I think that costly grace is what God’s free market of abundance is all about. It is about a lot more than food. It is about treating people as if God made them and they matter. It is about naming and resisting the things in the world and our own minds that tell us that we should be afraid, and anxious, and fighting all the time. It is about seeing one another as human beings rather than objects.

But in a way, it is about food as well, because every spiritual teaching we have in Christianity plays out simultaneously in the tangible, material world of food and eating. Every single high-minded, abstract theological idea we have – grace, redemption, creation, justice – is connected somewhere in our scripture and tradition with what we put in our mouths. We embody what we believe through communions and coffee hours, feasting and fasting, saying grace and sipping wine. The Christian tradition is full of food stories and food teachings and food rituals because food is one of the places where what we believe meets how we live.

__Source material__.
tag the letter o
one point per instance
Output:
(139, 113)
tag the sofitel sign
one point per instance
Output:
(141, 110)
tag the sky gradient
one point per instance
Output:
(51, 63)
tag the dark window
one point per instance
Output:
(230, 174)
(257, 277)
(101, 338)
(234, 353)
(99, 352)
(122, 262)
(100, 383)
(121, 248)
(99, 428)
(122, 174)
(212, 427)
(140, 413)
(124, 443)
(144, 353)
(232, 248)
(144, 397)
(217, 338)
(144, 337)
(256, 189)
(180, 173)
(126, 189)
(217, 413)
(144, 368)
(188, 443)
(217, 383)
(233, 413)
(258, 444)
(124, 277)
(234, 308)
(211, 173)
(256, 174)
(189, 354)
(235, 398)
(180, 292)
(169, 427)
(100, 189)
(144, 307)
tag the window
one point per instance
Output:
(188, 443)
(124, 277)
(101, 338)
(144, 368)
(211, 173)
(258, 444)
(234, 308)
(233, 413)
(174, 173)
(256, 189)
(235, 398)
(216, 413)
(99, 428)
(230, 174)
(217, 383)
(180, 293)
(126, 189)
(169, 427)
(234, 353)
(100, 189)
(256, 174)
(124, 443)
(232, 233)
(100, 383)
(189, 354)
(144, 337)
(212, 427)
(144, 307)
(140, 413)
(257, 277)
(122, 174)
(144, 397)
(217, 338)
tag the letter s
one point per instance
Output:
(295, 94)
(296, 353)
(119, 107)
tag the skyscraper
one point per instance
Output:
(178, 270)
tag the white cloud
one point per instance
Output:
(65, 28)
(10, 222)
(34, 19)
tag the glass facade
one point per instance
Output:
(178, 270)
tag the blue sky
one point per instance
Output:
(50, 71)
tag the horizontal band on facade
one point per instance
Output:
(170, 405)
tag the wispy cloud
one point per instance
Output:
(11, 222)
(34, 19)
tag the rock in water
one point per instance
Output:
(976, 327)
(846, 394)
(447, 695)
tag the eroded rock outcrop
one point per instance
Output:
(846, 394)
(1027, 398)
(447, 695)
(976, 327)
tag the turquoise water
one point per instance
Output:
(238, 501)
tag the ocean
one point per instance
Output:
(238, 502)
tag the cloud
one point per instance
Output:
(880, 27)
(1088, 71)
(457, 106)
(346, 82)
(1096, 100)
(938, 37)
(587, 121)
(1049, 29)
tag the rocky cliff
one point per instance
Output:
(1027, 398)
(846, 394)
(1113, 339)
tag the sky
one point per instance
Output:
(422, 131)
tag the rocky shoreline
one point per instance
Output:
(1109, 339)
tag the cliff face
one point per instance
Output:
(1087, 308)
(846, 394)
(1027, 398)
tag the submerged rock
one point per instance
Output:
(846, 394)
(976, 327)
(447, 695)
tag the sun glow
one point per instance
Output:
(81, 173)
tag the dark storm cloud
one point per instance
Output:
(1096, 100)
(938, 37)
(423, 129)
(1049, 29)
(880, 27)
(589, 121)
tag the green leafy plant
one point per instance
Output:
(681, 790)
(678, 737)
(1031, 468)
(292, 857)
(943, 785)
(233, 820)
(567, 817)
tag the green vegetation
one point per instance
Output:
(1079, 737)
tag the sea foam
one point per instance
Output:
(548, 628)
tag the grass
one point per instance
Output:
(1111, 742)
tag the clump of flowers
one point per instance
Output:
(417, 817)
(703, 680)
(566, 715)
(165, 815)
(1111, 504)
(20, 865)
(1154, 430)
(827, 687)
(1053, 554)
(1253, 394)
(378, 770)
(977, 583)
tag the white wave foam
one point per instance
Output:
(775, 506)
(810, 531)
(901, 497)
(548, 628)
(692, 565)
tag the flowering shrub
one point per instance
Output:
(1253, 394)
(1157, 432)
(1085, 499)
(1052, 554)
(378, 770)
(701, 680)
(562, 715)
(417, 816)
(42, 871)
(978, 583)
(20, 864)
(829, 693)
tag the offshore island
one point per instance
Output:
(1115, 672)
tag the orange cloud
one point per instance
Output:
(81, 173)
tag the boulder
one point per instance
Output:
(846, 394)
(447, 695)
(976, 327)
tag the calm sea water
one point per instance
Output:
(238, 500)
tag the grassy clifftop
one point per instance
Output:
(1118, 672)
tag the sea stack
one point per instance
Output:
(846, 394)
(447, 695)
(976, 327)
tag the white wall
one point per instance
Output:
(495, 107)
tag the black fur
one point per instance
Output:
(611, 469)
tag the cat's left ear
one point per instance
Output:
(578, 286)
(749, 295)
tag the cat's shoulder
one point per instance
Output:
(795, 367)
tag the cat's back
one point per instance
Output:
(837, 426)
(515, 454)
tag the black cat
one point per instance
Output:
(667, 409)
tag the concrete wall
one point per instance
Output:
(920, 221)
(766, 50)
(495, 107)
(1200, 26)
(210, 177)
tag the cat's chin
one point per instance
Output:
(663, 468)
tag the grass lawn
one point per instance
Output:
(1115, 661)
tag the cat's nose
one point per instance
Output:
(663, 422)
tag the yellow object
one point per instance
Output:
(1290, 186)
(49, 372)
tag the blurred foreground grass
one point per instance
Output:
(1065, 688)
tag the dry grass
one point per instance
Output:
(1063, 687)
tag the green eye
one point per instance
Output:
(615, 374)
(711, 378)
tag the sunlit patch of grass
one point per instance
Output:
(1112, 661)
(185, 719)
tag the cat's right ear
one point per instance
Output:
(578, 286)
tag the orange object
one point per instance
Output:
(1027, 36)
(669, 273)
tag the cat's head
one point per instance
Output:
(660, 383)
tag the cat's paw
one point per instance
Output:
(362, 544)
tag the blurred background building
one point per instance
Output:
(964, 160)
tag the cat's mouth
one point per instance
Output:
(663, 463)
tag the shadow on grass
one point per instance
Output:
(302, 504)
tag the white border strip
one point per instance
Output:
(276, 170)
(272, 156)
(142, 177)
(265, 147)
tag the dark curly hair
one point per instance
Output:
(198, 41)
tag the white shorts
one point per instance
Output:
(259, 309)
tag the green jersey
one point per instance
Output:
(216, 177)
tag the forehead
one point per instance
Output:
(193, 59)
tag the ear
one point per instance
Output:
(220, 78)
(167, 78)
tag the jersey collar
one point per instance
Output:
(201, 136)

__What you need to do__.
**a)** Return, verbatim, the portion of the passage on grace and food that begins at the words "I think that" and stops after the words "rather than objects.".
**b)** For each statement below, state yes or no depending on whether it agrees with the passage on grace and food, and quote the deciding words. (i) The passage holds that costly grace concerns more than food. (ii) The passage names baptism among the ways Christians embody what they believe. (iii) The passage describes food as a place where belief meets how people live.

__List of answers__.
**a)**
I think that costly grace is what God’s free market of abundance is all about. It is about a lot more than food. It is about treating people as if God made them and they matter. It is about naming and resisting the things in the world and our own minds that tell us that we should be afraid, and anxious, and fighting all the time. It is about seeing one another as human beings rather than objects.

**b)**
(i) Yes: "It is about a lot more than food."
(ii) No: "We embody what we believe through communions and coffee hours, feasting and fasting, saying grace and sipping wine."
(iii) Yes: "food is one of the places where what we believe meets how we live."